Reproduce every line of the records below verbatim, omitting the pictures.

Data to process —
◇ ◇ ◇ ◇

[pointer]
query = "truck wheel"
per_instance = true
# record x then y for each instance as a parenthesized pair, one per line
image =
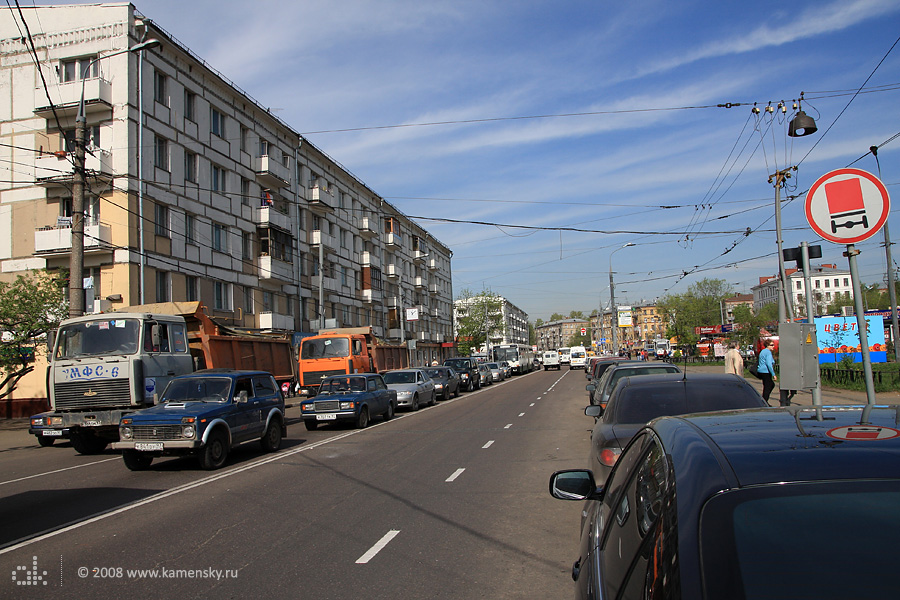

◇ ◇ ◇ ◇

The response —
[pointer]
query = "truck wheel"
per_instance = true
# record x then y for each instance as a parenthesized pair, one per line
image =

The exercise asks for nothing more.